Could you update the lines below that begin at the one containing "of the woman" and stop after the one containing "x=339, y=150", changing "shelf-audit tool" to "inventory app" and leaving everything else as it is? Give back only those lines.

-- Start of Given records --

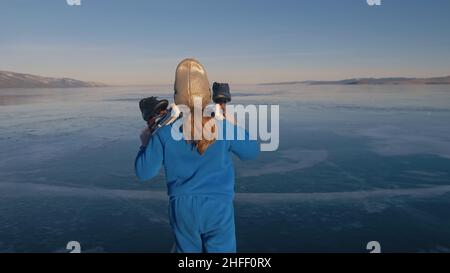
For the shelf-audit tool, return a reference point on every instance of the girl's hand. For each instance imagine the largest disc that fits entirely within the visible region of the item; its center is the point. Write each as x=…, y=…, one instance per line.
x=145, y=136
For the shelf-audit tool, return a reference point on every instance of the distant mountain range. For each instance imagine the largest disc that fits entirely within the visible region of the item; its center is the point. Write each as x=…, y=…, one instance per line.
x=372, y=81
x=19, y=80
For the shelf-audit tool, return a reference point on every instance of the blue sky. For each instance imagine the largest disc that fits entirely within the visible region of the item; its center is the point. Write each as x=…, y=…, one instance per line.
x=245, y=41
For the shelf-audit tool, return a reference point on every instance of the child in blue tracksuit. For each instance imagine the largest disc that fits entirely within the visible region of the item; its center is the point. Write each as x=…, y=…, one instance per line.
x=200, y=187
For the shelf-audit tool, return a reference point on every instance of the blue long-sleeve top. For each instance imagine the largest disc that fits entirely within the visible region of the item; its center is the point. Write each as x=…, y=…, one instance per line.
x=189, y=173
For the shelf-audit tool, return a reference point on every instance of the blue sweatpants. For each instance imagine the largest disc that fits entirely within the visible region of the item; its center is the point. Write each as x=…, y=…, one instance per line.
x=203, y=224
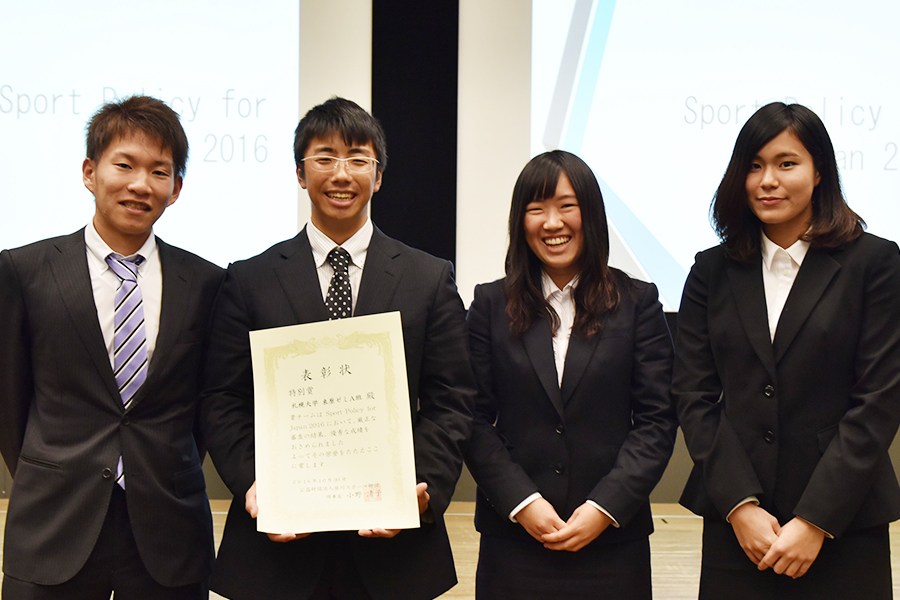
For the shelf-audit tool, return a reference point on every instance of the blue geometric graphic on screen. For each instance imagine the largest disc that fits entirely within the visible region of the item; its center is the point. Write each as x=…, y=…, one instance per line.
x=651, y=255
x=660, y=265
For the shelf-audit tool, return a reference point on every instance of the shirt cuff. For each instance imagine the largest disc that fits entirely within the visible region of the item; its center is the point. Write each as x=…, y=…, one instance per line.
x=523, y=504
x=828, y=535
x=604, y=511
x=752, y=499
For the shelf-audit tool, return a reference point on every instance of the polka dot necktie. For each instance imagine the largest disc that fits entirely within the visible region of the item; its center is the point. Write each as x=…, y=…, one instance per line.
x=338, y=301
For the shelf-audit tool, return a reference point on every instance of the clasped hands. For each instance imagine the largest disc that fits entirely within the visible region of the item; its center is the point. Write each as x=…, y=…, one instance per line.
x=541, y=521
x=788, y=550
x=253, y=508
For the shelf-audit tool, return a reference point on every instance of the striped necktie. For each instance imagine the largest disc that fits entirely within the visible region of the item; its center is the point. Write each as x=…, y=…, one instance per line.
x=130, y=339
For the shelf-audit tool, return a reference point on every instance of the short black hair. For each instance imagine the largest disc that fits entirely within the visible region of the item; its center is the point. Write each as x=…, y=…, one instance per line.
x=344, y=117
x=138, y=113
x=833, y=222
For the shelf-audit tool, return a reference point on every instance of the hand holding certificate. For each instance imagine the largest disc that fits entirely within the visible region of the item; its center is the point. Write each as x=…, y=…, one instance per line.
x=334, y=446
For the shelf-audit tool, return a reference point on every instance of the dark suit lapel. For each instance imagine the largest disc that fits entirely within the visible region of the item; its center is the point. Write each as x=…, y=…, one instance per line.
x=72, y=276
x=176, y=281
x=816, y=272
x=300, y=282
x=578, y=356
x=381, y=275
x=750, y=297
x=538, y=342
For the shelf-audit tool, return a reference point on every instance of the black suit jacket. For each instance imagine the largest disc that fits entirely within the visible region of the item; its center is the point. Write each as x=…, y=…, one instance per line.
x=803, y=423
x=606, y=435
x=63, y=425
x=281, y=287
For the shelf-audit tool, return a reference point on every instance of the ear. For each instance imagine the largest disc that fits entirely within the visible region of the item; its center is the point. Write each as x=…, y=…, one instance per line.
x=377, y=185
x=300, y=178
x=176, y=190
x=87, y=174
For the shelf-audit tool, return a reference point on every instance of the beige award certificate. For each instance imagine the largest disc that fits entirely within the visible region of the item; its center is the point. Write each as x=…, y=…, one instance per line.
x=334, y=448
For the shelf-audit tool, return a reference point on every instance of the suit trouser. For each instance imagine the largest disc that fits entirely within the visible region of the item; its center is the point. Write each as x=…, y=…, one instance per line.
x=113, y=566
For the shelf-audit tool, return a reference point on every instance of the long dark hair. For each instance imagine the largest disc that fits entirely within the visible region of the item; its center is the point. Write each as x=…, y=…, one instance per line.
x=833, y=222
x=596, y=293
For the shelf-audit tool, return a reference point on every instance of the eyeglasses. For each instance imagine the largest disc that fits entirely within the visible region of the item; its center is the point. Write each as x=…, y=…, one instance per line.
x=354, y=164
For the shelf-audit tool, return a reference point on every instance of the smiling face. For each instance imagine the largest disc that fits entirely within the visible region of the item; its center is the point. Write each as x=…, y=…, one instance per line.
x=133, y=182
x=553, y=232
x=339, y=197
x=780, y=186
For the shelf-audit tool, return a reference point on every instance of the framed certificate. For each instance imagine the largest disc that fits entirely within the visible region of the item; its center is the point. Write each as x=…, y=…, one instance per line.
x=334, y=447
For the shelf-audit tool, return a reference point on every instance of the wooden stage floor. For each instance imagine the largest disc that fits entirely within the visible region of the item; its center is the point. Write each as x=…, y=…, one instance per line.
x=675, y=547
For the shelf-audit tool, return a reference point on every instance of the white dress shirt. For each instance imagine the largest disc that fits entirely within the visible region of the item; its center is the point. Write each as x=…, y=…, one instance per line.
x=780, y=268
x=357, y=246
x=563, y=302
x=105, y=283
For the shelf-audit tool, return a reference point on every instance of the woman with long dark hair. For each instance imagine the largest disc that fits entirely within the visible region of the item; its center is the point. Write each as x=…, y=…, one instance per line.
x=574, y=424
x=787, y=376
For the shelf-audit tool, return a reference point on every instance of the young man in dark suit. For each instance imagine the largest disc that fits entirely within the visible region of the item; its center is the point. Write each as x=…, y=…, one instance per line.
x=98, y=430
x=340, y=155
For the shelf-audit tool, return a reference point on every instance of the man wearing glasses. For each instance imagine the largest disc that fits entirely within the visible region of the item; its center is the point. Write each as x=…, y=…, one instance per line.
x=339, y=150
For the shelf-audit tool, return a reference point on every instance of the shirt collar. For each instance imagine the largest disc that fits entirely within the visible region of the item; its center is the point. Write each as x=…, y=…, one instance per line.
x=357, y=245
x=797, y=251
x=549, y=288
x=99, y=250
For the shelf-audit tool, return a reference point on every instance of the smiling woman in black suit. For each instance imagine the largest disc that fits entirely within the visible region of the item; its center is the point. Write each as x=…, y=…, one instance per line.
x=574, y=425
x=787, y=376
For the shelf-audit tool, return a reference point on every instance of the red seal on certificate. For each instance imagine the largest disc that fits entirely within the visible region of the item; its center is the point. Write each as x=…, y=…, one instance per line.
x=372, y=492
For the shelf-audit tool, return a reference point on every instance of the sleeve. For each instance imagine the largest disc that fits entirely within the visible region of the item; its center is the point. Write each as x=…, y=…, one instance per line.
x=227, y=402
x=504, y=481
x=443, y=421
x=646, y=450
x=845, y=473
x=16, y=379
x=727, y=472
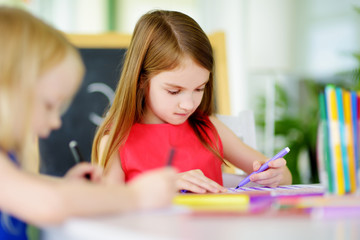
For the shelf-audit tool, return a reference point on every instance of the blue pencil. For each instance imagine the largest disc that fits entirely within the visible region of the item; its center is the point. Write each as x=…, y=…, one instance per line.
x=264, y=166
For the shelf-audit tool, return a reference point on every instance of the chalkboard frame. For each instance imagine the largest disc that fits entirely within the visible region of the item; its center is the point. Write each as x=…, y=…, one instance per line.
x=122, y=41
x=217, y=40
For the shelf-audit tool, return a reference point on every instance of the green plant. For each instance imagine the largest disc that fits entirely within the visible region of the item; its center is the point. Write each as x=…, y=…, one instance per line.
x=297, y=127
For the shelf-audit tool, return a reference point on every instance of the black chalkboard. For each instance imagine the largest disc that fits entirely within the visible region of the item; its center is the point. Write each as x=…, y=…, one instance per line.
x=103, y=67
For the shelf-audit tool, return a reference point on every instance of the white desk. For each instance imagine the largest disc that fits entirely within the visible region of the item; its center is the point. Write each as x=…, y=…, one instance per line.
x=179, y=224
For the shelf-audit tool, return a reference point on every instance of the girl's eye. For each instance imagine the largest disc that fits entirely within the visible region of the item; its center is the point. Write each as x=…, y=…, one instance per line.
x=48, y=106
x=173, y=92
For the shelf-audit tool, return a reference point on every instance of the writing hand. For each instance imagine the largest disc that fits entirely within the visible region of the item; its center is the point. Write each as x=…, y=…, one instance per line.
x=195, y=181
x=271, y=177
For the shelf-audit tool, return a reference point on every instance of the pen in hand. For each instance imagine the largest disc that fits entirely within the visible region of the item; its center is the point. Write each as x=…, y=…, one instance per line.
x=73, y=145
x=265, y=166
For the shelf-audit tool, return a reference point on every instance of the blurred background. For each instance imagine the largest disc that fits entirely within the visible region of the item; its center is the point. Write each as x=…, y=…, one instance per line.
x=280, y=54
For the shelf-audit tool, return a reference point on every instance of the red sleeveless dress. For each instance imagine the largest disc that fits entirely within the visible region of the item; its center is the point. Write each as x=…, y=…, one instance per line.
x=148, y=146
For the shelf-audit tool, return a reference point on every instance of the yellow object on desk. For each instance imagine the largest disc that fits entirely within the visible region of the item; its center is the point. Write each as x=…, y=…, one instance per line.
x=214, y=202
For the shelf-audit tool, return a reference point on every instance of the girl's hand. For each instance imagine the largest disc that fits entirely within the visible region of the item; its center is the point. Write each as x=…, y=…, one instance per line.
x=79, y=171
x=271, y=177
x=154, y=189
x=195, y=181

-- End of Given records --

■ Task result
For the inventory app, return a reference point on every instance of the woman with long dark hair. For each instance imagine the largest disc that fits entirely within the visible region of the item; its center is the point. Write each as x=…, y=…, one instance per line.
x=574, y=424
x=787, y=376
For the inventory app, return a reference point on every instance of the young man in dark suit. For each instance imagine the largest disc that fits entirely within the visible region of the item; its center is the point. Write each as x=…, y=…, one instance per line.
x=98, y=430
x=340, y=155
For the inventory app, return a reference point on every instance of the man wearing glasses. For each instance imagine the largest disc that fits entirely within the visible region of the item; its center is the point. Write each as x=…, y=…, one instance per line.
x=339, y=150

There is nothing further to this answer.